Transcrivez à l'identique le passage de la critique ci-dessous qui commence aux mots « Paradis perdu + » et s'arrête après les mots « la France nazifiée. ».

-- TEXTE EXTRAIT --
========================================================================
Paradis perdu + Croisières sidérales : Belle Époque + Une merveilleuse histoire du temps
Der des ders, mobilis
in mobile, nostalgie de l’avenir, près du
pire…
Le cinéma français sous l’Occupation
pratiqua souvent l’évasion – on peut le lui reprocher, on peut le lui
pardonner. Tout le monde ne s’appelle pas Clouzot, quel cran de commettre Le
Corbeau (1943), y compris pour la Continental ! Mais même des
divertissements supposés innocents, voire insignifiants, a fortiori atteints d’amnésie, portent quelque chose de l’époque,
puisque l’esthétique, surtout le cinématographique, procède de l’économique, du
politique. Paradis perdu (Gance, 1940) et Croisières sidérales (Zwobada,
1942) se situent dans le passé, le futur, en partie dans un fort, en partie
parmi l’espace, comme s’il fallait doublement fuir la France nazifiée.
Toutefois, le scientifique l’affirme à raison, nul ne se fuit lui-même, peu
importe la couleur du ciel, l’écart temporel, et le peintre transformé en
couturier se voit vite mobilisé, tandis que les « explorateurs », les
« exploiteurs », expriment un exil intérieur. D’un couple au
prochain, au miroir du chagrin, d’une guerre à l’autre, le tandem de films persiste à portraiturer de plaisants compatriotes,
piégés par le présent désolant, persistant. L’éden envolé de Paradis
perdu et la misanthropie chorale de Croisières sidérales
paraphent le désastre hexagonal, le titre explicite du Gance, de son mélo à
marmot, à mouchoir d’au revoir, à prendre en épitaphe du drame national. Jamais
vaches avec Vichy – de manière ironique, le voyage stellaire s’achève sur un
éloge de la terre, de la Terre, à ravir un fameux maréchal –, ils immortalisent
néanmoins un climat guère sympa, cf. la pancarte incitant à la prudence, à la
méfiance, de Paradis perdu, ils démentent en partie le manque de moyens
d’une industrie meurtrie. Face aux restrictions, le spectacle spectaculaire
perdure, permet d’endurer, au moins pendant une heure et demie jolie, pas
dépressive, terminée avec le sourire, sur des retrouvailles ou des épousailles.
Ces deux opus soignés, oubliés, méritent donc leur exhumation, leur
numérisation, bandes de contrebande, au sens que Scorsese donne à ce mot, ouvrages
d’un autre âge dont le plumage et le ramage parlent pour/d’eux, continuent à
nous parler encore, tant mieux. Le cinéphile curieux découvre ainsi deux
histoires d’amour au long cours, sous le déguisement jugé bienséant, sinon
grisant, du conte philosophique, de la fiction historique. Ici, sur fond de 14
Juillet, de relativité, c’est-à-dire de liberté au carré, les décennies passent,
une femme aimée trépasse, sa fille, identique, blondie, la remplace, un beau
bébé, grand de vingt-cinq ans, devient un gros costaud. Enchantés, en chanté,
héroïques en mineur, en apesanteur, les personnages affrontent les outrages des
années, de la destinée, reviennent vers la vie, vers ses vicissitudes, tant pis
pour l’utopie pacifiste de la vaine Vénus. De la disparue, il demeure une valse
prémonitoire, une voix d’Eurydice enregistrée sur rouleau, puis d’itératifs
tableaux ; de la séparée, les premiers cheveux blancs charmants, aperçus à
distance, en direct, via la TV privée,
transportée, inventée durant les sixties.
========================================================================
-- DONNÉES FOURNIES --
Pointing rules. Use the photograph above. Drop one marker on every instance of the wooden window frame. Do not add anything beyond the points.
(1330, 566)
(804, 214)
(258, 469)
========================================================================
-- RÉPONSE RÉDIGÉE --
Paradis perdu + Croisières sidérales : Belle Époque + Une merveilleuse histoire du temps
Der des ders, mobilis
in mobile, nostalgie de l’avenir, près du
pire…
Le cinéma français sous l’Occupation
pratiqua souvent l’évasion – on peut le lui reprocher, on peut le lui
pardonner. Tout le monde ne s’appelle pas Clouzot, quel cran de commettre Le
Corbeau (1943), y compris pour la Continental ! Mais même des
divertissements supposés innocents, voire insignifiants, a fortiori atteints d’amnésie, portent quelque chose de l’époque,
puisque l’esthétique, surtout le cinématographique, procède de l’économique, du
politique. Paradis perdu (Gance, 1940) et Croisières sidérales (Zwobada,
1942) se situent dans le passé, le futur, en partie dans un fort, en partie
parmi l’espace, comme s’il fallait doublement fuir la France nazifiée.